# Exercise requirements
The lines to extract begin at the one containing "bush in the photo above." and run to the end of the listing; set them down exactly and alone.

··· Exercise data ···

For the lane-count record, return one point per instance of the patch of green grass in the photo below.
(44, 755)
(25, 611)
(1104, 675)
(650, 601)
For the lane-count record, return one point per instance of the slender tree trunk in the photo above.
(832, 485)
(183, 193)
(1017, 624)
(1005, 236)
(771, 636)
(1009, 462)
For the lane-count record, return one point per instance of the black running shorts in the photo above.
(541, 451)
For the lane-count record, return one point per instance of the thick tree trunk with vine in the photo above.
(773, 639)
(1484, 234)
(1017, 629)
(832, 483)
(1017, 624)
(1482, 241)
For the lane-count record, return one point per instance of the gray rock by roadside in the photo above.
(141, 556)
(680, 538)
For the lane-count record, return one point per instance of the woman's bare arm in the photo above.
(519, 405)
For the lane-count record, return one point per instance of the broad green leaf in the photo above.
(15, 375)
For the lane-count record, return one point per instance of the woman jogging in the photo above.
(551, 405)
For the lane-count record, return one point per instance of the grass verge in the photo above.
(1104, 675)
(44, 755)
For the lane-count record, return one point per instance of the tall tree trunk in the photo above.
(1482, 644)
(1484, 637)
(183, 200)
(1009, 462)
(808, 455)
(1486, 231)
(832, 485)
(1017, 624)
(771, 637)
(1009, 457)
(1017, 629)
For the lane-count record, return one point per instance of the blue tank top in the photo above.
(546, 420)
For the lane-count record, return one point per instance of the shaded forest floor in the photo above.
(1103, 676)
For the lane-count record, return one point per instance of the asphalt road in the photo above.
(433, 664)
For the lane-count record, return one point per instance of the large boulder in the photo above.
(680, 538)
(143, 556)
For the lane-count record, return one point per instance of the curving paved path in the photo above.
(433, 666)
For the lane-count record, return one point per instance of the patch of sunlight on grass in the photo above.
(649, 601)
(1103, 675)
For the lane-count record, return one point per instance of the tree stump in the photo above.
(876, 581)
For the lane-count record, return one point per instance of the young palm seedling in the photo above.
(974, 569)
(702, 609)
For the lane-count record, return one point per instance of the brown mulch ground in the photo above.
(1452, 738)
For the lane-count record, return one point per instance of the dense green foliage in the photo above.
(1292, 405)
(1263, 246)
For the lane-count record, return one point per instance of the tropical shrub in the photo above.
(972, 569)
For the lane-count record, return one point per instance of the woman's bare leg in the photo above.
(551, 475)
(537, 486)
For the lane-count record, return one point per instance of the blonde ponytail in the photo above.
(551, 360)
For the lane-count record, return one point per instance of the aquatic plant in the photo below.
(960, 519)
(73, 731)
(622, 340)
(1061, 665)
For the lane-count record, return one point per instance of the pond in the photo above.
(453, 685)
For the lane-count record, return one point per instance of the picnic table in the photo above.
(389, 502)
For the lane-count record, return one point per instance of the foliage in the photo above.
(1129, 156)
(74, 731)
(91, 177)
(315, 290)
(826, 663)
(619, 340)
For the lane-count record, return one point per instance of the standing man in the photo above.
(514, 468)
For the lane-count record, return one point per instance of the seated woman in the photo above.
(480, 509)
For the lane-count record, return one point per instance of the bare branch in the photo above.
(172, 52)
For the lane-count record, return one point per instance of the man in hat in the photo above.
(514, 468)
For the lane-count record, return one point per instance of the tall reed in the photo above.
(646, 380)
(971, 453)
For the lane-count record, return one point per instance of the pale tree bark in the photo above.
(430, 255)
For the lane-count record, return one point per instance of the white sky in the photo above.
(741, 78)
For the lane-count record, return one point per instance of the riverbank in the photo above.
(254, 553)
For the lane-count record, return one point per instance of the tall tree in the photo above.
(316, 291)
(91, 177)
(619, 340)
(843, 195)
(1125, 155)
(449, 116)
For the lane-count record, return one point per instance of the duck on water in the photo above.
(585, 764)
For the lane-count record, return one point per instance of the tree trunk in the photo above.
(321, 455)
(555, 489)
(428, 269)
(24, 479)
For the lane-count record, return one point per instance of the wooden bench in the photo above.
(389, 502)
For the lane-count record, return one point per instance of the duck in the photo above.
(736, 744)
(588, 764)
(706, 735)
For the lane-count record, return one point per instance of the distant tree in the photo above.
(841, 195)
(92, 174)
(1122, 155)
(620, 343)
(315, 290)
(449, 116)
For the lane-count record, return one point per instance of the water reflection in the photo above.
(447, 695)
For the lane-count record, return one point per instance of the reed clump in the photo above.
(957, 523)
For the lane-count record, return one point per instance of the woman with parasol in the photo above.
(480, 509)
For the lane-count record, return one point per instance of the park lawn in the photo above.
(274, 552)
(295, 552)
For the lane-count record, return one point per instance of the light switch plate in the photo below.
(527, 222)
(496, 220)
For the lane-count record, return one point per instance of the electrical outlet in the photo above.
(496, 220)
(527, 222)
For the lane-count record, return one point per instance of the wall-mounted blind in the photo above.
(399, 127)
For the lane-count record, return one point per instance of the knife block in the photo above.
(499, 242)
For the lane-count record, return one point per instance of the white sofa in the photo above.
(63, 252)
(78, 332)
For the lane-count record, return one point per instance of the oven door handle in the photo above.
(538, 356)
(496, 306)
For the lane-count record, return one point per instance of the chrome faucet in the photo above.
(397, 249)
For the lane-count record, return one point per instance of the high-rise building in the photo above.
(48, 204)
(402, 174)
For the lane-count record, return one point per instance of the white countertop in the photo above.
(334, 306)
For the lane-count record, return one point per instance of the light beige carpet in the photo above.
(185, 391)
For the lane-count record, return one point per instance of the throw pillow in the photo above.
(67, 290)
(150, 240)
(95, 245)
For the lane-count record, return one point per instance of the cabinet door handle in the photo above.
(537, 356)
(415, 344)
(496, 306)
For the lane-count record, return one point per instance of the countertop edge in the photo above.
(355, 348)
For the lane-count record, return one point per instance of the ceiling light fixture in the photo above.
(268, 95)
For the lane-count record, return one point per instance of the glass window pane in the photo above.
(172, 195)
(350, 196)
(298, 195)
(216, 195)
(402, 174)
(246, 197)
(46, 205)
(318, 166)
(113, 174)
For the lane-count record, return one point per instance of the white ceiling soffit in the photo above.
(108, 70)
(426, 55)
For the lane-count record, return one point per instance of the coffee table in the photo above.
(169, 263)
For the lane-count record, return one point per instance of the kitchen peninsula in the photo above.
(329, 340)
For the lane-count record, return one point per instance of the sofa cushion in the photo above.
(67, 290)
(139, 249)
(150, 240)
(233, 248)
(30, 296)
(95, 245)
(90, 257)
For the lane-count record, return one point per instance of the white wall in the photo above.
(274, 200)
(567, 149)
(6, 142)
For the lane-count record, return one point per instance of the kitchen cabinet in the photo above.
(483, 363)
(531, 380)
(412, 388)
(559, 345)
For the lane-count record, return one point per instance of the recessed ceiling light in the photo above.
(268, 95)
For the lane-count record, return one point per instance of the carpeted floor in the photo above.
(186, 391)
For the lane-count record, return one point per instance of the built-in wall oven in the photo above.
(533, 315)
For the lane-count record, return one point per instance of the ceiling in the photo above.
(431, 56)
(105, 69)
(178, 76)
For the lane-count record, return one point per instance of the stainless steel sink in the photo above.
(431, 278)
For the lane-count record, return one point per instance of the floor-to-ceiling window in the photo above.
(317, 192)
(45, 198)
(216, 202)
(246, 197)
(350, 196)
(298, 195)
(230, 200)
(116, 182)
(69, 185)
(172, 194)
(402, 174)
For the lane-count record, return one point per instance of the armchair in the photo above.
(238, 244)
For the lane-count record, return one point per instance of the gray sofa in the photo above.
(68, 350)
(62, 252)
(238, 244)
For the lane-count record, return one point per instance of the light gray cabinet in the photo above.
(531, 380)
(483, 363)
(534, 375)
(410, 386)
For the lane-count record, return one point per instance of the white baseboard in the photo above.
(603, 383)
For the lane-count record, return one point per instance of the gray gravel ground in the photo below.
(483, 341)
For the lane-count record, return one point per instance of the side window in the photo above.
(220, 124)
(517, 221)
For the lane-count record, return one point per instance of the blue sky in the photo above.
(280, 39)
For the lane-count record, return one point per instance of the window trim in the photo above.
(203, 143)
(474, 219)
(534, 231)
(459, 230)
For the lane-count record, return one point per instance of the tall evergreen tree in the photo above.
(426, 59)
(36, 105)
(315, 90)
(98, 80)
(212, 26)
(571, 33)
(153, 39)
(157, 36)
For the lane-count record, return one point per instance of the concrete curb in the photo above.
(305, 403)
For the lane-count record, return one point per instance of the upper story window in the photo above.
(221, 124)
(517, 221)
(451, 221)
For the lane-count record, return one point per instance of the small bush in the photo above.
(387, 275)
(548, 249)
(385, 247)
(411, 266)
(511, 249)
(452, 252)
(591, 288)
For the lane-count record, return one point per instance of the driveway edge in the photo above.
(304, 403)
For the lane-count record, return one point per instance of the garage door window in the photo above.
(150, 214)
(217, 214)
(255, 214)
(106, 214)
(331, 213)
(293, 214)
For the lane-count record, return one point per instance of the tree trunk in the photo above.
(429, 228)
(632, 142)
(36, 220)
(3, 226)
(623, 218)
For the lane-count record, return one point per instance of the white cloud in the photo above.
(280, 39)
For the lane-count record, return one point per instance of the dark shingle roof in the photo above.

···

# Answer for the task
For the lane-count record, return one point per instance of the small bush in the photo above.
(387, 275)
(548, 249)
(385, 247)
(411, 266)
(511, 249)
(452, 252)
(591, 288)
For the lane-count record, return one point per instance of the driveway edge in the photo above.
(304, 403)
For the lane-count record, return one point per instance of the garage door window in the photo above.
(150, 214)
(217, 214)
(255, 214)
(106, 214)
(331, 213)
(293, 214)
For the lane-count record, return one point per instance of the tree trunk in the photo above.
(429, 228)
(632, 142)
(36, 220)
(3, 226)
(623, 218)
For the lane-count record, return one point per instance of the white cloud in the photo above.
(280, 39)
For the lane-count record, return one point per instance of the dark shingle roof in the photo above.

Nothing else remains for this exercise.